Müllverwertung mal anders
Im kleinen Designerladen Fregoli unweit des Kálvin tér sind die originellen, umweltfreundlichen und modischen Taschen der Designerin Ipek Türkoglu zu finden. Hier gibt es Geldbeutel, Handtaschen, Gürtel, Laptop Sleeves und Umhängetaschen in allen Größen aus Gummi, die interessante Namen tragen und mit kleinen extravaganten Details zum Kauf verführen. Die Budapester Zeitung sprach mit ihr über Umweltschutz, Ungarn und Kundenpräferenzen.
Designerin Ipek Türkoglu: „Müll gibt es genug, aber bevor ich ihn bekomme, wird er meistens entsorgt“
Mit etwas Verspätung, aber einem Lächeln auf den Lippen springt die schlanke Blondine von ihrem Fahrrad, entschuldigt sich und huscht in den Designerladen. „Ich bin gerade wieder aus dem Ausland zurück und muss unheimlich viel erledigen, weil ich auch schon bald wieder wegfahre“, erklärt Ipek und holt sich angesichts der Hitze erstmal ein Glas Wasser. Nachdem sie sich gesetzt hat, erzählt sie, dass sie eigentlich das Fahrrad zu dem gemacht habe was sie heute sei. Ihr Label „Balkantango“ entstand 2007: Sie stellte aus alten Lastwagenplanen und Langspielplatten Taschen her. Dann fand sie irgendwo Taschen aus Lastwagenreifen und sah später bei ihrem Fahrradhändler einen Stapel Fahrradschläuche. So begann sie 2008 damit, Taschen und andere Dinge auch aus Fahrradgummis herzustellen. Nach drei, vier Jahren konzentrierte sie schließlich ihre komplette Energie auf die Produktion mit Fahrradschläuchen.

[Aufgabe]:
Gib aus dem Text über die Taschendesignerin den Abschnitt von „Müllverwertung mal anders“ bis „Ungarn und Kundenpräferenzen.“ wieder und ersetze darin „Geldbeutel“ durch „Portemonnaies“.

(Daten zu beschrifteten Bereichen)
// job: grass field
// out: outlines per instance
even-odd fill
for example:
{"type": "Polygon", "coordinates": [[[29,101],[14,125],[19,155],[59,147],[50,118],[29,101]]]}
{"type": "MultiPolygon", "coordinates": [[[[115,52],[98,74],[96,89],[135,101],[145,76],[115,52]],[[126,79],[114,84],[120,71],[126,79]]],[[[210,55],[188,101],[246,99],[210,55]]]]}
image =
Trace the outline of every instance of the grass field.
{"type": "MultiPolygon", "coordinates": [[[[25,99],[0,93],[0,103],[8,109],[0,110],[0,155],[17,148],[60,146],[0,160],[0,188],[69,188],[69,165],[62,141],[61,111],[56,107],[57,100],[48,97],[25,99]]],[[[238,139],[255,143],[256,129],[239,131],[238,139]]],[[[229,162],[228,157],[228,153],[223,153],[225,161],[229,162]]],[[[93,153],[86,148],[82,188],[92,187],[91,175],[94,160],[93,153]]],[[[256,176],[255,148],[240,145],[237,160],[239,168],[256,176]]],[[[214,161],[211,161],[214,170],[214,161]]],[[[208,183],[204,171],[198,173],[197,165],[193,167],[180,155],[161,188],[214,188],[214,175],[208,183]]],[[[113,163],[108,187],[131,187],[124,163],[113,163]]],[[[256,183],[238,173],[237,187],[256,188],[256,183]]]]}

[Lösung]:
Müllverwertung mal anders
Im kleinen Designerladen Fregoli unweit des Kálvin tér sind die originellen, umweltfreundlichen und modischen Taschen der Designerin Ipek Türkoglu zu finden. Hier gibt es Portemonnaies, Handtaschen, Gürtel, Laptop Sleeves und Umhängetaschen in allen Größen aus Gummi, die interessante Namen tragen und mit kleinen extravaganten Details zum Kauf verführen. Die Budapester Zeitung sprach mit ihr über Umweltschutz, Ungarn und Kundenpräferenzen.